> [TEXT EXTRACT]
<<<<
The Economics of Hacking an Election
There have been many news stories of late about potential attacks on the American electoral system. Which attacks are actually serious? As always, the answer depends on economics.
There are two assertions I’ll make up front. First, the attacker—any attacker—is resource-limited. They may have vast resources, and in particular they may have more resources than the defenders—but they’re still limited. Why? They’ll throw enough resources at the problem to solve it, i.e., to hack the election, and use anything left over for the next problem, e.g., hacking the Brexit II referendum… There’s always another target.
Second, elections are a system. That is, there are multiple interacting pieces. The attacker can go after any of them; the defender has to protect them all. And protecting just one piece very well won’t help; after all, "you don’t go through strong security, you go around it." But again, the attacker has limited resources. Their strategy, then, is to find the greatest leverage, the point to attack that costs the defenders the most to protect.
There are many pieces to a voting system; I’ll concentrate on the major ones: the voting machines, the registration system, electronic poll books, and vote-tallying software. Also note that many of these pieces can be attacked indirectly, via a supply chain attack on the vendors.
There’s another point to consider: what are the attacker’s goals? Some will want to change vote totals; others will be content with causing enough obvious errors that no one believes the results—and that can result in chaos.
The actual voting machines get lots of attention. That’s partly a hangover from the 2000 Bush–Gore election, where myriad technological problems in Florida’s voting system (e.g., the butterfly ballot in Palm Beach County and the hanging chads on the punch card voting machines) arguably cost Gore the state and hence the presidential election.
And purely computerized (DRE—Direct Recording Electronic) voting machines are indeed problematic. They make mistakes. If there’s ever a real problem, there’s nothing to recount. It’s crystal-clear to virtually every computer scientist who has studied the issue that DRE machines are a bad idea. But: if you want to change the results of a nation-wide election or set of elections in the U.S., going after DRE machines is probably the wrong idea. Why not? Because it’s too expensive.
There are many different election administrations in the U.S.: about 10,000 of them. Yes, sometimes an entire state uses the same type of machine—but each county administers its own machines. Storing the voting machines? Software updates? Done by the county. Progamming the ballot? Done by the county. And if you want to attack them? Yup—you have to go to that county. And voting machines are rarely, if ever, connected to the Internet, which means that you pretty much need physical presence to do anything nasty.
Now, to be sure, if you are at the polling place you may be able to do really nasty things to some voting machines. But it’s not an attack that scales well for the attacker. It may be a good way to attack a local election, but nothing larger. A single Congressional race? Maybe, but let’s do a back-of-the-envelope calculation. The population of the U.S. is about 325,000,000. That means that each election area has about 32,500 people. (Yes, I know it’s very non-uniform. This is a back-of-the-envelope calculation.) There are 435 representatives, so each one has about 747,000 constituents, or about 75 election districts. (Again: back of the envelope.) So: you’d need a physical presence in seven different counties, and maybe many precincts in each county to tamper with the machines there. As I said, it’s not an attack that scales very well. We need to fix our voting machines—after all, think of Florida in 2000—but for an attacker who wants to change the result of a national election, it’s not the best approach.
>>>>
> [STORED RECORDS]
<<<<
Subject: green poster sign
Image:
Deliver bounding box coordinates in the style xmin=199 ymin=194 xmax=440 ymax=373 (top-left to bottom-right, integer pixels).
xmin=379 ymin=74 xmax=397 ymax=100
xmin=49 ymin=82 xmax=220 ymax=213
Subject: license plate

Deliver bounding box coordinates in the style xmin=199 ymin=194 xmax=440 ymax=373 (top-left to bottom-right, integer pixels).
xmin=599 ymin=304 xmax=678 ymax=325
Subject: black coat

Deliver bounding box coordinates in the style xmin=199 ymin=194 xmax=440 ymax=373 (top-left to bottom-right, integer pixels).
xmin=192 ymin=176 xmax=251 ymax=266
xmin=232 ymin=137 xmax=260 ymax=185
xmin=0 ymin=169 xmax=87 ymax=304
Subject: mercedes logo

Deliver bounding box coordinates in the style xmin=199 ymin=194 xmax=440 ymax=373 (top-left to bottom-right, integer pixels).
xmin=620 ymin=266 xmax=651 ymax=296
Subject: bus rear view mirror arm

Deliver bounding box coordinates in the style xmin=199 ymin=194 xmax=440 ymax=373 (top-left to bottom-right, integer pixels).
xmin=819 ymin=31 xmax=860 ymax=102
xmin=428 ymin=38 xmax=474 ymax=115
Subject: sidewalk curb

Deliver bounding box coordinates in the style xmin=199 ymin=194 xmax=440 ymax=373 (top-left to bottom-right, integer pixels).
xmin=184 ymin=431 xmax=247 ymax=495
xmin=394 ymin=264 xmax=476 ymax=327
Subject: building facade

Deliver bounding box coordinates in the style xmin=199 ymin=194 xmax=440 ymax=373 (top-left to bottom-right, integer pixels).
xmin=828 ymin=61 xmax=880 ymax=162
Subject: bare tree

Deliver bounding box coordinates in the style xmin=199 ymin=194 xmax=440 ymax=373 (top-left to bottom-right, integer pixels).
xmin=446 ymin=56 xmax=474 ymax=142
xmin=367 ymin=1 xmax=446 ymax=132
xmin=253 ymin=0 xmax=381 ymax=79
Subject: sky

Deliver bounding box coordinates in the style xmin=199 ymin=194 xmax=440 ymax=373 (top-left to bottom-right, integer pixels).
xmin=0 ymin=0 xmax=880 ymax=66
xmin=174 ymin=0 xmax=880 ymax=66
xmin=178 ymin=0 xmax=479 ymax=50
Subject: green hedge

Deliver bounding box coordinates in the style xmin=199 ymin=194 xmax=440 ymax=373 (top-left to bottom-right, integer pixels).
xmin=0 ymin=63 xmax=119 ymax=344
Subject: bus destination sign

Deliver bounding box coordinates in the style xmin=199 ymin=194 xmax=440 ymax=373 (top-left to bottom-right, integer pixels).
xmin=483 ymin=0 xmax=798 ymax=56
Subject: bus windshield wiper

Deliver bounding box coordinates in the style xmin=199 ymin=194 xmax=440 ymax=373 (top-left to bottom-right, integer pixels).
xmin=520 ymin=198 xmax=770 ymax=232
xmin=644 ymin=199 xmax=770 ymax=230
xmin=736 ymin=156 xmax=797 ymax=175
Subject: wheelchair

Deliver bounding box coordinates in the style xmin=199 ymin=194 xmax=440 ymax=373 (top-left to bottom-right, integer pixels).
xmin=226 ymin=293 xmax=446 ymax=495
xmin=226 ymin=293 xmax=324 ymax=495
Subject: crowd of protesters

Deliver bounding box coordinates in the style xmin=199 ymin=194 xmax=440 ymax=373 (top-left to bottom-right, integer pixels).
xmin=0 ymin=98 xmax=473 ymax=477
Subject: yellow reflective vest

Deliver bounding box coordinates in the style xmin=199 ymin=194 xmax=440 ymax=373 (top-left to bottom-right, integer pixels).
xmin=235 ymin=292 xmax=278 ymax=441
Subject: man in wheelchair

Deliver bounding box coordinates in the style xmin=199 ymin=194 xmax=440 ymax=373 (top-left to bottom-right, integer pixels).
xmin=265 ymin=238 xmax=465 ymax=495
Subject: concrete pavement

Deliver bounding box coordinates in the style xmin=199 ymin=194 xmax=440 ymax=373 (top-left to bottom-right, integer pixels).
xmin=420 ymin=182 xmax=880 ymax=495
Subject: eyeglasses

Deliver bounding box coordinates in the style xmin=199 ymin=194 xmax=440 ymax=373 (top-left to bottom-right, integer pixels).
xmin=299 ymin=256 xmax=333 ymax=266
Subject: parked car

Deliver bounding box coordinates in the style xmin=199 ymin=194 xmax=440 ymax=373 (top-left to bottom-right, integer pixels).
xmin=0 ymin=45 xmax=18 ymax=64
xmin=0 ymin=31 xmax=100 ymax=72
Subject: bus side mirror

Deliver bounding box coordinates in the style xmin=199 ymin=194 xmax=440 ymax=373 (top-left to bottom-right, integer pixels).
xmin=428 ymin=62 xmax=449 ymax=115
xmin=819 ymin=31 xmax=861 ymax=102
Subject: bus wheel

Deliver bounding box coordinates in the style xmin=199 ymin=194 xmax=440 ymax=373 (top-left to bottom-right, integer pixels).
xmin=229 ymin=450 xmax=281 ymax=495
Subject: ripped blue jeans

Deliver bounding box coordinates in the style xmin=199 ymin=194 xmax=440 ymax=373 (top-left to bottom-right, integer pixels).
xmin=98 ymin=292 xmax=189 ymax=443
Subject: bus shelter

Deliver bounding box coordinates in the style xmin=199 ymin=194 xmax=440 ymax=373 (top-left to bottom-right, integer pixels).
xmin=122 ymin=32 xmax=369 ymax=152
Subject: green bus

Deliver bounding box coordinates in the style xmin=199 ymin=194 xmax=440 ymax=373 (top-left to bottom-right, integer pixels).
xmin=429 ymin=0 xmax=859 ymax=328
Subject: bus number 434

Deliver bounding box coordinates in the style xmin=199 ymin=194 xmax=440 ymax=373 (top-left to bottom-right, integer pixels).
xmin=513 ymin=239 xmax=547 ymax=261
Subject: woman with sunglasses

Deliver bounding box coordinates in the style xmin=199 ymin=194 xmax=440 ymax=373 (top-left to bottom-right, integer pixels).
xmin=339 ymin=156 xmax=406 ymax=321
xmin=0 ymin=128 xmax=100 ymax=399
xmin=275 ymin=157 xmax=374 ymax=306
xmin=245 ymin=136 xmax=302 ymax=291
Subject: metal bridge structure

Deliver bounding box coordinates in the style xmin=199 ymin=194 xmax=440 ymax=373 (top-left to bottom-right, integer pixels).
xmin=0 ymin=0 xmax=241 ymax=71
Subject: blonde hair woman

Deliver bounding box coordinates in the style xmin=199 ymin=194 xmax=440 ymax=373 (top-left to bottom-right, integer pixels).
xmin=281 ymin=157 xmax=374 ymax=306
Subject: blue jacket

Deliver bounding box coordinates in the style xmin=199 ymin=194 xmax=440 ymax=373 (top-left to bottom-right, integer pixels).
>>>>
In the text on the economics of hacking an election, condense the paragraph beginning "Second, elections are a system" into a short bulleted list that keeps its main facts.

- Elections are a system made of multiple interacting pieces.
- An attacker can go after any piece, while the defender must protect them all.
- Guarding one piece very well doesn't help, because attackers go around strong security rather than through it.
- Since the attacker's resources are limited, the strategy is to find the greatest leverage: the point that costs the defenders the most to protect.